• Text to read:
Hirsch joined Columbia in 2004 after three decades teaching French and Comparative Literature at Dartmouth College, where she helped launch the women’s studies program. At Columbia, she is the William Peterfield Trent Professor of English and Comparative Literature, as well as a professor at the Institute for Research on Women, Gender and Sexuality.

The subject of memory has become important in her research: in particular, how memories of historical catastrophes are passed on to later generations who did not experience them firsthand. Her interest stems in part from her personal history; the child of displaced Holocaust survivors, Hirsch spent her childhood in postwar Bucharest, Romania, then emigrated to the U.S. as a teenager.

Her 2012 book, "The Generation of Postmemory: Writing and Visual Culture after the Holocaust," addressed that idea by analyzing books, artwork and films including Art Spiegelman’s graphic memoir "Maus" and Toni Morrison’s slavery novel "Beloved." Two of the nine chapters were written with her husband, Leo Spitzer, a professor of history at Dartmouth, with whom she also co-authored her previous book "Ghosts of Home." She says, “Our fields and approaches complement each other.”

This semester she is teaching a course called “The Voice of the Witness” that examines testimony and memory relating to the Holocaust, dictatorships in Latin America, the South African Truth and Reconciliation Commission, and the Rwandan genocide.

Hirsch and Spitzer are currently working on a project involving class photos. “You have them. I have them. We all have them from our childhoods, but they have received little critical attention ” she says. “Yet they reveal practices of social assimilation and exclusion.”

Besides her research, Hirsch is preparing for the January 2014 MLA convention in Chicago, which will feature 800 scholarly sessions and a number of events featuring her presidential theme “Vulnerable Times.”

Despite the recent spate of news columns debating the merits of a liberal arts education, Hirsch has no doubts about the importance of her life’s work in the academy. “I try to teach my students to be responsive and critical readers of literature and thus also of the world, ” she says, adding, “But I always feel that I learn as much or more from them. What could be more rewarding and more fun?”

• Task list:
1. Can you copy a passage from the profile of Hirsch word for word, beginning at the words "Hirsch joined Columbia" and stopping after "Gender and Sexuality."?
2. How would you render this sentence from the profile of Hirsch in Spanish: "Hirsch joined Columbia in 2004 after three decades teaching French and Comparative Literature at Dartmouth College, where she helped launch the women’s studies program."
3. Answer these questions from the profile of Hirsch:
(a) In what year did Hirsch join Columbia?
(b) In what city did she spend her childhood?
(c) In what city will the January 2014 MLA convention take place?
The items that follow have no connection to the profile of Hirsch.

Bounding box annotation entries

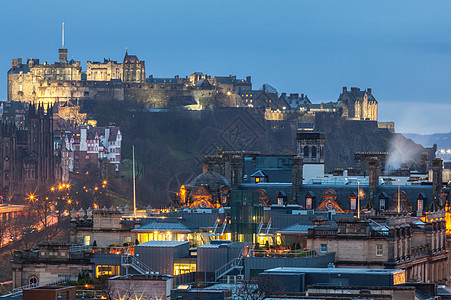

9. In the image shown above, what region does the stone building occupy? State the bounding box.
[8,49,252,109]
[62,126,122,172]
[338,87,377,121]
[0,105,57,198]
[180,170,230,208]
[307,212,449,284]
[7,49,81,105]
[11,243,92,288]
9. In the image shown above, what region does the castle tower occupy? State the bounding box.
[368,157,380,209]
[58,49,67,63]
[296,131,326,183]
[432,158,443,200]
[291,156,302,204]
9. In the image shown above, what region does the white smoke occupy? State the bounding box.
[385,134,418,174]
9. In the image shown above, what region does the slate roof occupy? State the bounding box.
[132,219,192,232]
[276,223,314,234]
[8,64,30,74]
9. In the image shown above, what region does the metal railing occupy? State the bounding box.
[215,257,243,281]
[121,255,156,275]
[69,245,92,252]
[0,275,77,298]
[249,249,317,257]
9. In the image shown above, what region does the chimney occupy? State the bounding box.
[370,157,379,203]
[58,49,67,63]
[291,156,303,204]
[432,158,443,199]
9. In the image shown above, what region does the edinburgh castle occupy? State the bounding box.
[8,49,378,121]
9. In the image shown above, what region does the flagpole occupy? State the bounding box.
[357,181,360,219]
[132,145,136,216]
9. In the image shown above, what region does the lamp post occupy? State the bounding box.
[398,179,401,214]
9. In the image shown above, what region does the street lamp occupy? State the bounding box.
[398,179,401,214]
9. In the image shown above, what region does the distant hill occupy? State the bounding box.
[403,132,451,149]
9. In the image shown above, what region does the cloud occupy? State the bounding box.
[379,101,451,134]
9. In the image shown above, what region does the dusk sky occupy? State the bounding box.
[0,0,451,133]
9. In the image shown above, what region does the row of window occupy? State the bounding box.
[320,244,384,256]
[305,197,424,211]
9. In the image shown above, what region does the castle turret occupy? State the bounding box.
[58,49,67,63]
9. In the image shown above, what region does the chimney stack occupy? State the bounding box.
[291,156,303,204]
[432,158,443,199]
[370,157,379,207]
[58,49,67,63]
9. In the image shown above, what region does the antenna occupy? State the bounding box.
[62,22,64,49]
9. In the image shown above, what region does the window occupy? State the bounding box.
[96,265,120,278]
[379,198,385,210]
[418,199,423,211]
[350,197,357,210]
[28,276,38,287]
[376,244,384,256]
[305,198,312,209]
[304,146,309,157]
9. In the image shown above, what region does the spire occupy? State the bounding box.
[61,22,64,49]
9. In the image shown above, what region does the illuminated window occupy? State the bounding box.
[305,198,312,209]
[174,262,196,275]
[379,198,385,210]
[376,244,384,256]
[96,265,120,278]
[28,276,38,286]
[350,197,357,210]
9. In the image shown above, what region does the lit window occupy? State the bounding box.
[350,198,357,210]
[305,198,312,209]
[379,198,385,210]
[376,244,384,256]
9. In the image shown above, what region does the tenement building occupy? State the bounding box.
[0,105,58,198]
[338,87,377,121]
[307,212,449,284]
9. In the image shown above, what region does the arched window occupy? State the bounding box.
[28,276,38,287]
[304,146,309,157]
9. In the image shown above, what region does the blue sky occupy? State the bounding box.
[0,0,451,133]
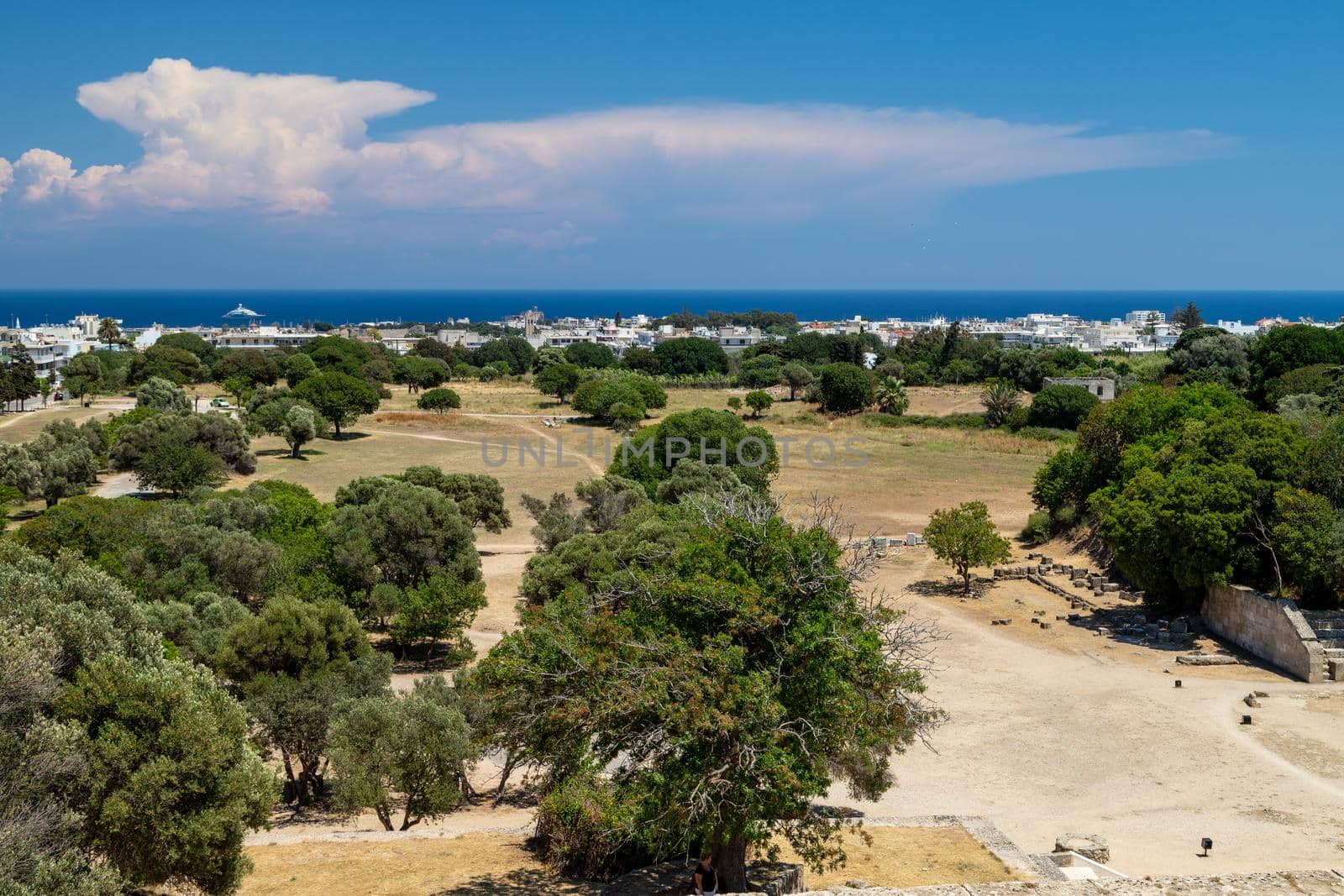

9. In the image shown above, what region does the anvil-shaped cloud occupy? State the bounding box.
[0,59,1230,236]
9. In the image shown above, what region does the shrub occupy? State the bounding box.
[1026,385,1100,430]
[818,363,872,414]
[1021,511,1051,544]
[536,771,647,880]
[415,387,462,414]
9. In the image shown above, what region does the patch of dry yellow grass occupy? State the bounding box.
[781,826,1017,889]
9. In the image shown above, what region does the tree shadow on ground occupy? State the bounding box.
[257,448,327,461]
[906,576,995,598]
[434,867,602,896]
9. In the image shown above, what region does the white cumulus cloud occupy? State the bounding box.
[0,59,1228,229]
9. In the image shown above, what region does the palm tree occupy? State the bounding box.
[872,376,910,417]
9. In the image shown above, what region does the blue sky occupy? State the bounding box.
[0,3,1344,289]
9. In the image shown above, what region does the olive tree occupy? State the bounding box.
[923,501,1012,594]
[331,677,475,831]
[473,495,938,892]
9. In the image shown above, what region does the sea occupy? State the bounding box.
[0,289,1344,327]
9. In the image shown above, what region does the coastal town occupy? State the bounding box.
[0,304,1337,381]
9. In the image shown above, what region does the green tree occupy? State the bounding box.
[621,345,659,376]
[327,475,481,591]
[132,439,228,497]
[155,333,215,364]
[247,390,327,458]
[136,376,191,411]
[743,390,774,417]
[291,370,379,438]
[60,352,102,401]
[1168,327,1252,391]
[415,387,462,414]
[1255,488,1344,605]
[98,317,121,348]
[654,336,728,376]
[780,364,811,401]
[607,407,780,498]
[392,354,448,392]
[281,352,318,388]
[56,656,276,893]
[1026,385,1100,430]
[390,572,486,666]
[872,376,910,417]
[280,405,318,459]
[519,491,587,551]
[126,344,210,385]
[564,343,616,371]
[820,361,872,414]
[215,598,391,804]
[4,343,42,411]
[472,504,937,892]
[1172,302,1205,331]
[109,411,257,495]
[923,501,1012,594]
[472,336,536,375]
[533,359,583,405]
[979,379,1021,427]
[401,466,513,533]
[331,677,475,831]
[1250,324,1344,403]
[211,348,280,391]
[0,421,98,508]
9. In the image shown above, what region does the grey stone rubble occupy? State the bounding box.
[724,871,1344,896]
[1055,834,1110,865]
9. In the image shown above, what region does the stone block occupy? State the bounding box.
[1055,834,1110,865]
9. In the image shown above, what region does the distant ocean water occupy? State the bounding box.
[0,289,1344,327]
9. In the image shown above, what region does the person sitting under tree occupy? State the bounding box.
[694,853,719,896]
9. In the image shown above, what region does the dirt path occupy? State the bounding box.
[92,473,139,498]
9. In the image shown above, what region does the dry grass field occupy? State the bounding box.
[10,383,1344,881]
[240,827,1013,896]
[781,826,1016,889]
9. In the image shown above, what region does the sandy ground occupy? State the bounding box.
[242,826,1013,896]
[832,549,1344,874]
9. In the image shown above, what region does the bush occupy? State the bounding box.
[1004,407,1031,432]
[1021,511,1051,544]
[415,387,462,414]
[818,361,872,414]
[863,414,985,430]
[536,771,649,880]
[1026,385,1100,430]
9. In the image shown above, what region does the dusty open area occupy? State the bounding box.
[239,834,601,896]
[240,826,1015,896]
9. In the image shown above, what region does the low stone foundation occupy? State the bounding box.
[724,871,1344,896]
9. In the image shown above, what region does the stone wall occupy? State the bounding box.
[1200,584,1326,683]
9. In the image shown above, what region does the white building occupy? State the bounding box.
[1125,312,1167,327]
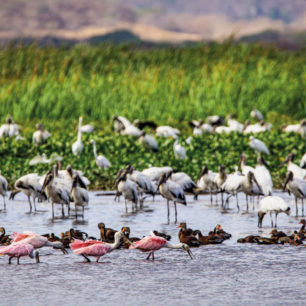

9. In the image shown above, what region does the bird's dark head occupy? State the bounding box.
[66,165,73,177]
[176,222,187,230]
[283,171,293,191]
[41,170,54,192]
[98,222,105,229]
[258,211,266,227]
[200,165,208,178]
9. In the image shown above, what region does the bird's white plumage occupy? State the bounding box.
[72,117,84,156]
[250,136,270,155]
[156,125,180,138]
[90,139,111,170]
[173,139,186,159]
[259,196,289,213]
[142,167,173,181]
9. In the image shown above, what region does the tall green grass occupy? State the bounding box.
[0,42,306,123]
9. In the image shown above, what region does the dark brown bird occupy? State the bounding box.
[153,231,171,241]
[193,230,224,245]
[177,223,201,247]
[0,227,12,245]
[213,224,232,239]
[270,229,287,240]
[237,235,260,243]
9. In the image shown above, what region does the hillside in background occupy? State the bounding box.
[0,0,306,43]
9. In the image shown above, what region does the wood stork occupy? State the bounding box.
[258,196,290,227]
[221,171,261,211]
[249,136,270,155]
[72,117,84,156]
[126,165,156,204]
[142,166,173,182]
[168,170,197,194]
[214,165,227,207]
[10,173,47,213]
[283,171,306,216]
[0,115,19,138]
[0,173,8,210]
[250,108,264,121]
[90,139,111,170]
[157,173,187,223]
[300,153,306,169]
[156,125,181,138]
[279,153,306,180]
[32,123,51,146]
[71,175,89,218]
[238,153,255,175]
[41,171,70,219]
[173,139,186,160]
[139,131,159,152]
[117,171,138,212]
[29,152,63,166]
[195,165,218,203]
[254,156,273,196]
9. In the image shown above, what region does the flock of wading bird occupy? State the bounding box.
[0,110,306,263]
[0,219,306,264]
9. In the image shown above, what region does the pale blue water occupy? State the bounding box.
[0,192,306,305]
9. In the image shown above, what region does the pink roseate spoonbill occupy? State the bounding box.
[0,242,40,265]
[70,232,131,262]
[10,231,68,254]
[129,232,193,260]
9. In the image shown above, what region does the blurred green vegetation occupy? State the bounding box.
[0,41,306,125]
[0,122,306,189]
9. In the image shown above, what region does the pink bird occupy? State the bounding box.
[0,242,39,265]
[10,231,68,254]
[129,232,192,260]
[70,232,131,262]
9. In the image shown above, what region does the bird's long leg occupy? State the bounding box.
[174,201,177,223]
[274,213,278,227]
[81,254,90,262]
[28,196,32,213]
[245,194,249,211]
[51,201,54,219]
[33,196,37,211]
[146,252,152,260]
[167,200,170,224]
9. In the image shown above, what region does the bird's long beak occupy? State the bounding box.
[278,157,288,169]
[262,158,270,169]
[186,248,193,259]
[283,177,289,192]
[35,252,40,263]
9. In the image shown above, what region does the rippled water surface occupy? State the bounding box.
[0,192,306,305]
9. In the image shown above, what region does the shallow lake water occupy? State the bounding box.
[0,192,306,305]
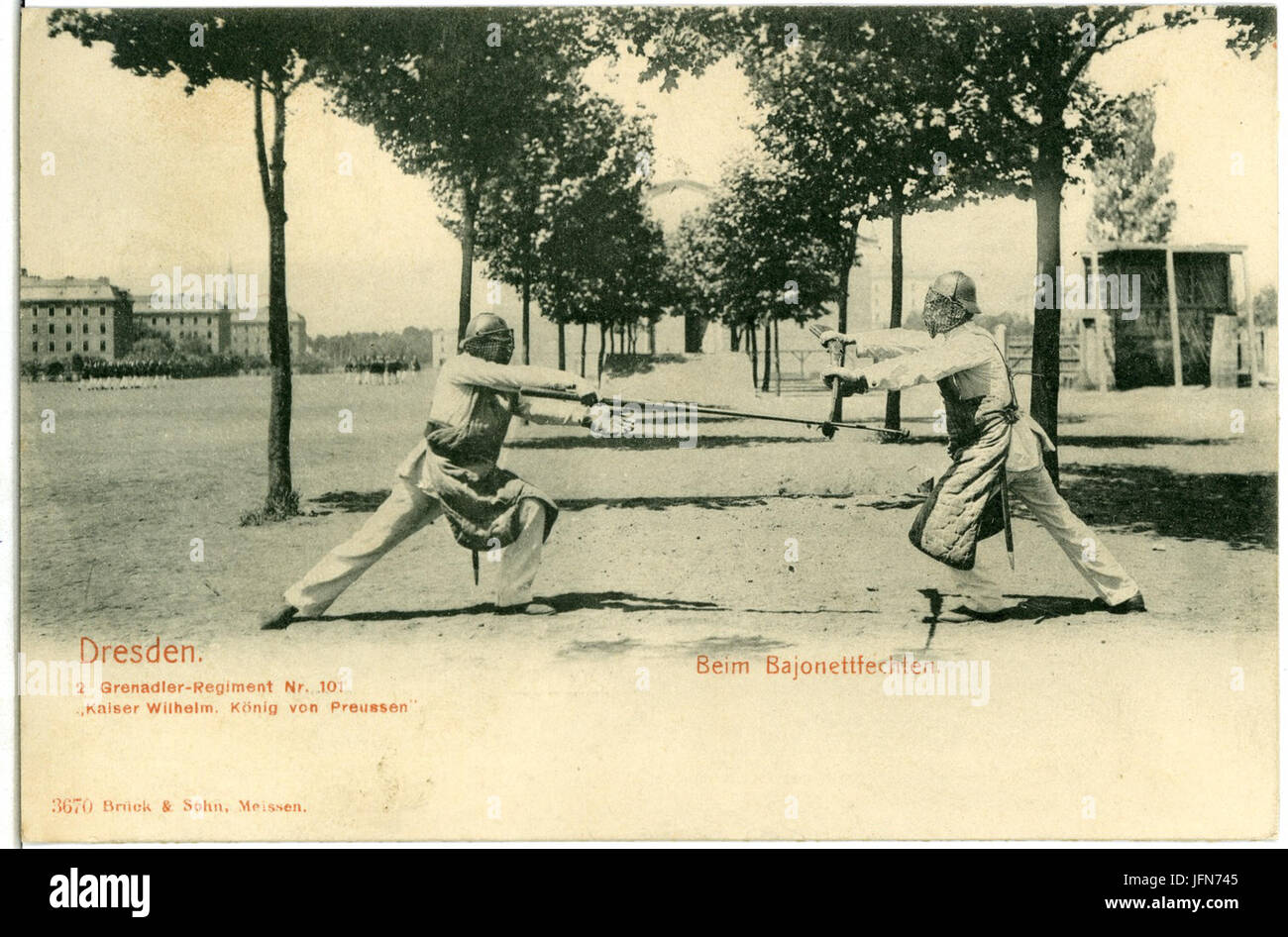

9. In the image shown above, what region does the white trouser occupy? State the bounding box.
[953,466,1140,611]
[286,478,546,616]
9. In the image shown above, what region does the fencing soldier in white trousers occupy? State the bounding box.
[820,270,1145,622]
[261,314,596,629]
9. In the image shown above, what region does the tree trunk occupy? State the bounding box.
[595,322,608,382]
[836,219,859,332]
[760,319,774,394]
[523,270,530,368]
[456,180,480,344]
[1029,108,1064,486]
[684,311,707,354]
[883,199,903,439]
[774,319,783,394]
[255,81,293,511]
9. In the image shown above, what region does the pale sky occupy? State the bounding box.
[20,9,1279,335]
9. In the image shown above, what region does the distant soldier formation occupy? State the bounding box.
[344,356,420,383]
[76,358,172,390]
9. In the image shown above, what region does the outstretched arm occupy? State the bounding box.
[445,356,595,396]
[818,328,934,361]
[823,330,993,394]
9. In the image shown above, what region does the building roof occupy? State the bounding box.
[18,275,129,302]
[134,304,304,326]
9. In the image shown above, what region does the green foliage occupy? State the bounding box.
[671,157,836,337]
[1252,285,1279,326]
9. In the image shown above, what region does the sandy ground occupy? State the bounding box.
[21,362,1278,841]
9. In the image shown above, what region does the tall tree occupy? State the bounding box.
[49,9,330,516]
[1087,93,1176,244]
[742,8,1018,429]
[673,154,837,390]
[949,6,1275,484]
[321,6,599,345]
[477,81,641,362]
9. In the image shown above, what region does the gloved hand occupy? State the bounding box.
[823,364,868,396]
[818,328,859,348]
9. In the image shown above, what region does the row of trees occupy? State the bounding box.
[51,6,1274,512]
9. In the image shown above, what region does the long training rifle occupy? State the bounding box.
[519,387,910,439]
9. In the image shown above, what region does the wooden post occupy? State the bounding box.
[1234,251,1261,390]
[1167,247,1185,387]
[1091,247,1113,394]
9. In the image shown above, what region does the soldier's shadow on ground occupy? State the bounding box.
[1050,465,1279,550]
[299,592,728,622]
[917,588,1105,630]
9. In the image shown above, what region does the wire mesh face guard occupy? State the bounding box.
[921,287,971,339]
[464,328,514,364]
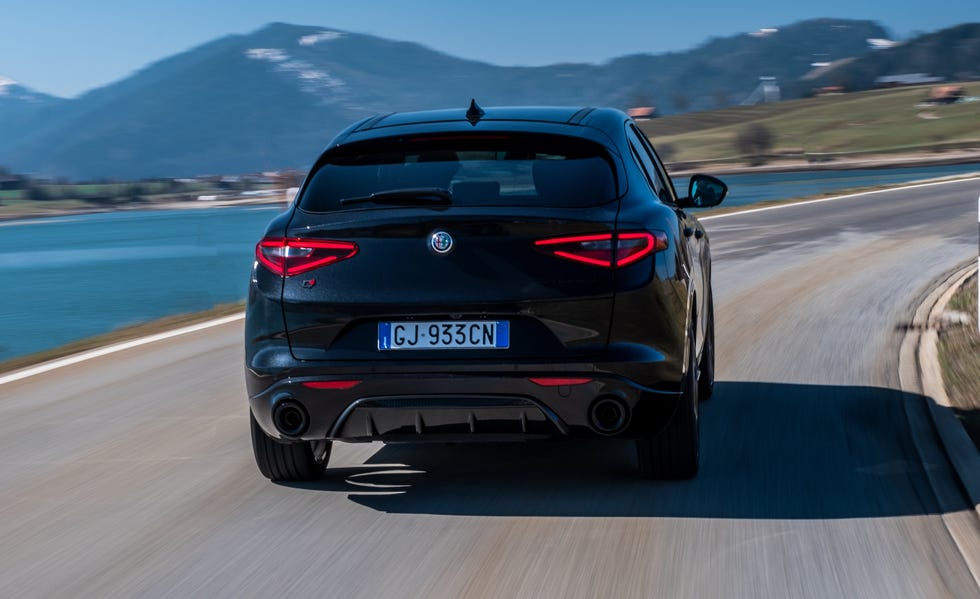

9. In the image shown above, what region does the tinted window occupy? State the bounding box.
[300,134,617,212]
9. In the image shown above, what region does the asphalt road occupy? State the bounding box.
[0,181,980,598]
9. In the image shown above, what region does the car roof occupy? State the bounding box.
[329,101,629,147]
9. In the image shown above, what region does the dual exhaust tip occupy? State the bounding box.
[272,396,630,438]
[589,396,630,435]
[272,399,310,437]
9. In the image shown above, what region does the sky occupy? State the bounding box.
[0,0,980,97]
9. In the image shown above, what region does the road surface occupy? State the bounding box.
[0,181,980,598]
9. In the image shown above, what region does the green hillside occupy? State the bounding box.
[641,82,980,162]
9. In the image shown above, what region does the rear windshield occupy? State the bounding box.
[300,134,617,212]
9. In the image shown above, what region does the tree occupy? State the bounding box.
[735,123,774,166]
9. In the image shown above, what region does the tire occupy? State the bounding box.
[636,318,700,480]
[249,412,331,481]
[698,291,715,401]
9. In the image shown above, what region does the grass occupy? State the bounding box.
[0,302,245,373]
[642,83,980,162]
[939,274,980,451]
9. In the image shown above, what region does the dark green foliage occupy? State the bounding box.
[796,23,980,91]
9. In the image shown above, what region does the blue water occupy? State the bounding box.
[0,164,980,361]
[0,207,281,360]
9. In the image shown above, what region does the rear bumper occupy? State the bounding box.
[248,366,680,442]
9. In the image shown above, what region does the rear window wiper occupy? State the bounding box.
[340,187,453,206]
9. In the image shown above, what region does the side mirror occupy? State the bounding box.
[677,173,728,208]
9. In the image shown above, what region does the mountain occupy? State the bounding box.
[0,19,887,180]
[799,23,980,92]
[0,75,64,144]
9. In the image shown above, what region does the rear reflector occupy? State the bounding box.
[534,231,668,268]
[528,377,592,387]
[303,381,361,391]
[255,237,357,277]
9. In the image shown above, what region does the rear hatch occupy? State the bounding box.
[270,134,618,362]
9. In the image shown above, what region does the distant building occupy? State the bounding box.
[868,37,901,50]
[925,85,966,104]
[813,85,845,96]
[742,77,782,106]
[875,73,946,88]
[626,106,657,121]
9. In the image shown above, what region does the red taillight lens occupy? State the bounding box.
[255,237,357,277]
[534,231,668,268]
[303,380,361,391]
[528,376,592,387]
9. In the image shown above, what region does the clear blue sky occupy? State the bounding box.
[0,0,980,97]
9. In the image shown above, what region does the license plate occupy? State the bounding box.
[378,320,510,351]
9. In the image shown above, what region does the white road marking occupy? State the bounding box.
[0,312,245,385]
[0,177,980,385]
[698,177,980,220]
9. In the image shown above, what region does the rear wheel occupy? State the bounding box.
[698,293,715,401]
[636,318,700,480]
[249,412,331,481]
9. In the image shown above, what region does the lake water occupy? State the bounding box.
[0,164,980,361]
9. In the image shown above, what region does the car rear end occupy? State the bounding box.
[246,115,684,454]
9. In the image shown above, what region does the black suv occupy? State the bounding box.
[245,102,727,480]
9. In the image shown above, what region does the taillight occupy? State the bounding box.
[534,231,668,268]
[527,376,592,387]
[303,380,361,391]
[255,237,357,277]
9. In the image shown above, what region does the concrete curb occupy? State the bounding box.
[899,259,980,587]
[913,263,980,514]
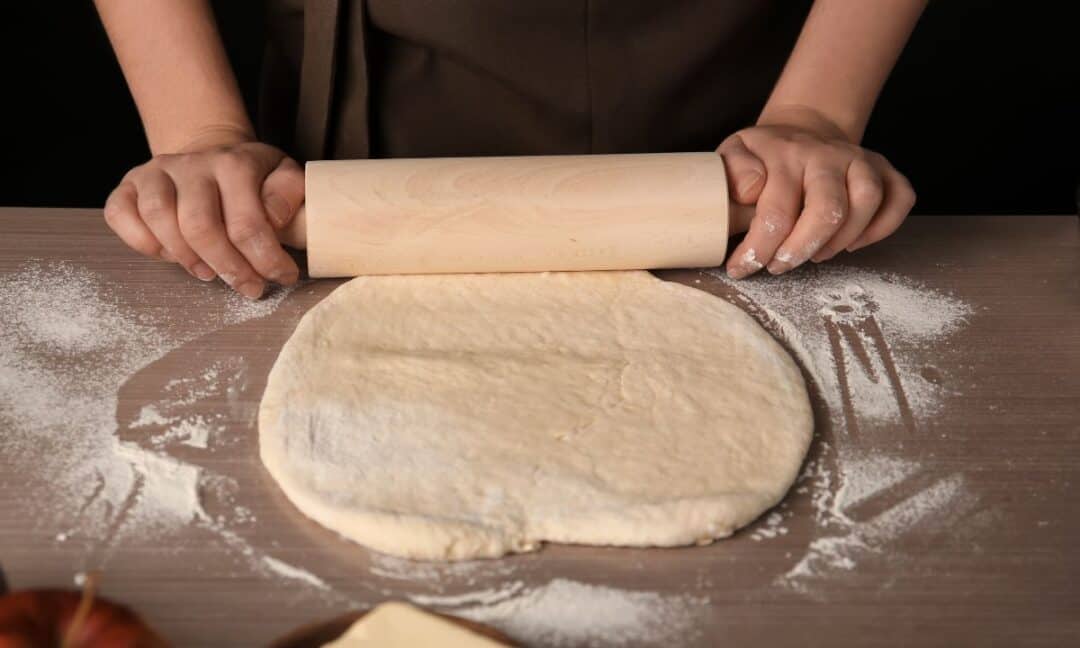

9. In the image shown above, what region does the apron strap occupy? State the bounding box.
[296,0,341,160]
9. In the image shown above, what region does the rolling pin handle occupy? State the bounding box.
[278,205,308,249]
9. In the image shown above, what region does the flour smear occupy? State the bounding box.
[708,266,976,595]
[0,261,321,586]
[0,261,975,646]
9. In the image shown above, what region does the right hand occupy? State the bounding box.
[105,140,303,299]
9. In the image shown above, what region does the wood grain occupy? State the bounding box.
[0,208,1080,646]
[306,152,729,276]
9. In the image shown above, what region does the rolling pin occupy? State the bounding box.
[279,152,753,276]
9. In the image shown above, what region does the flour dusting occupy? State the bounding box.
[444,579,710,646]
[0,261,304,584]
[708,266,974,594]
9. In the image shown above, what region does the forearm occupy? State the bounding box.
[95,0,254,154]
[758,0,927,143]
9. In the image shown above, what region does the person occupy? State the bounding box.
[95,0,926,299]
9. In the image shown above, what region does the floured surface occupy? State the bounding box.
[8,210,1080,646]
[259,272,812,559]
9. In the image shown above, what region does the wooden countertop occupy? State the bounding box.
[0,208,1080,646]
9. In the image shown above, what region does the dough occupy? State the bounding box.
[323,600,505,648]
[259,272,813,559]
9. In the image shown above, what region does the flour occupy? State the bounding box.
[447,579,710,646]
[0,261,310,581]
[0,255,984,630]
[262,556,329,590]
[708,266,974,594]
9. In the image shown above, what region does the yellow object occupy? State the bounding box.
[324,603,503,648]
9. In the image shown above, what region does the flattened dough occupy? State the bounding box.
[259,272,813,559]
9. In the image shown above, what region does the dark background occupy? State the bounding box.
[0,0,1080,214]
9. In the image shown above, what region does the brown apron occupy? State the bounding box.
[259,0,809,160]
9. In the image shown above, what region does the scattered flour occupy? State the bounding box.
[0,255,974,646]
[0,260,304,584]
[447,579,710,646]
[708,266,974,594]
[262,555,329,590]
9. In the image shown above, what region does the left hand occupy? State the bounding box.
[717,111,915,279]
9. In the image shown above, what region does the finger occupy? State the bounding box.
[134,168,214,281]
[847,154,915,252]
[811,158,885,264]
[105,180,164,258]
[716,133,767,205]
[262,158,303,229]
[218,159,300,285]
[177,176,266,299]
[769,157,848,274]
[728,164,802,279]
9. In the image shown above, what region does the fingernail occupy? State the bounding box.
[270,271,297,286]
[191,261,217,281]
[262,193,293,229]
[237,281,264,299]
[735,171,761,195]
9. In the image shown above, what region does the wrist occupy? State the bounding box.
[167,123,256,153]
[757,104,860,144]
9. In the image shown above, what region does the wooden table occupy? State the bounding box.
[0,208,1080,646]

• In response:
1.
Hirsch joined Columbia in 2004 after three decades teaching French and Comparative Literature at Dartmouth College, where she helped launch the women’s studies program. At Columbia, she is the William Peterfield Trent Professor of English and Comparative Literature, as well as a professor at the Institute for Research on Women, Gender and Sexuality.

2. Hirsch se incorporó a Columbia en 2004 tras tres décadas enseñando francés y literatura comparada en Dartmouth College, donde ayudó a poner en marcha el programa de estudios de la mujer.

3.
(a) 2004
(b) Postwar Bucharest, Romania
(c) Chicago